(位置识别记录)
__________

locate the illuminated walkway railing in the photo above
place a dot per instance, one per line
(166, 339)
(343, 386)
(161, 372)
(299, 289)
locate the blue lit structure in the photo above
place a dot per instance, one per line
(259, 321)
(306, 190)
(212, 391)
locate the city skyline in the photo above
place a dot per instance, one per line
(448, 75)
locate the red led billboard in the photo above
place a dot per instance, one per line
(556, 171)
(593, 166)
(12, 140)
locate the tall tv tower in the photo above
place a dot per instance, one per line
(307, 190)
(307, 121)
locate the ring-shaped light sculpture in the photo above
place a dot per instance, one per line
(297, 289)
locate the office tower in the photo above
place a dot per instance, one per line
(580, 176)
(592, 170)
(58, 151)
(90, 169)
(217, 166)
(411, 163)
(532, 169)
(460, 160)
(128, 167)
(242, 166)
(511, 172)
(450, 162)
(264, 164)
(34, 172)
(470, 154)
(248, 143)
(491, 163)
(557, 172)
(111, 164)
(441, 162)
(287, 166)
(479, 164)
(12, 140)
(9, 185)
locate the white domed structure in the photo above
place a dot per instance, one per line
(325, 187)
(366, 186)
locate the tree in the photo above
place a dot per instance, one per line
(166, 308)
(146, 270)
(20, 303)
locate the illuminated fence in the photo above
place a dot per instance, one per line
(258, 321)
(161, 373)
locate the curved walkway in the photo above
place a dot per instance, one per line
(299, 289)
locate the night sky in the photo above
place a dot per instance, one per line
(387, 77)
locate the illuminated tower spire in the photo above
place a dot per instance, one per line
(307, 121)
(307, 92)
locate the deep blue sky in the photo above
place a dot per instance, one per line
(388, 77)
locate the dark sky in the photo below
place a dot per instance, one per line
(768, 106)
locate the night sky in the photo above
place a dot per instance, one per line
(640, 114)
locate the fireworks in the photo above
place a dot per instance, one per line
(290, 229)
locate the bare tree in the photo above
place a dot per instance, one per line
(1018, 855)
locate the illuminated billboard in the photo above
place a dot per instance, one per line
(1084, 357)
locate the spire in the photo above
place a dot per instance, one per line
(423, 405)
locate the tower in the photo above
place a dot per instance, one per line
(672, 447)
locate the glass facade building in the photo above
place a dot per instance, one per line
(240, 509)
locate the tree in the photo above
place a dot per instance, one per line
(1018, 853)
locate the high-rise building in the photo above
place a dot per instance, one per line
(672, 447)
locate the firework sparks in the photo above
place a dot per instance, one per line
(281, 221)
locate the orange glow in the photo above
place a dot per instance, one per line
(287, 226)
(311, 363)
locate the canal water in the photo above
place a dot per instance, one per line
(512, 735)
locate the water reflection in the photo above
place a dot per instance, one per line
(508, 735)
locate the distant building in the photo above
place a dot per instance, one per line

__________

* **待解问题**
从含有“locate the high-rise”的那一行起，一直到记录末尾，请把这些行逐字重新录入，首尾两行都要包括在内。

* **本题输出**
locate the high-rise building in the photo above
place a dot per instance, one per line
(672, 447)
locate the firework sparks in the photo above
place a dot per instance, one per line
(281, 221)
locate the orange glow in the photo above
place a dot per instance, one per line
(287, 226)
(311, 363)
locate the canal water in the photo above
place a dot per instance, one per line
(512, 735)
locate the water reflection in the photo above
place a dot per instance, one per line
(508, 735)
locate the distant building in the photo above
place a dot per instance, one per line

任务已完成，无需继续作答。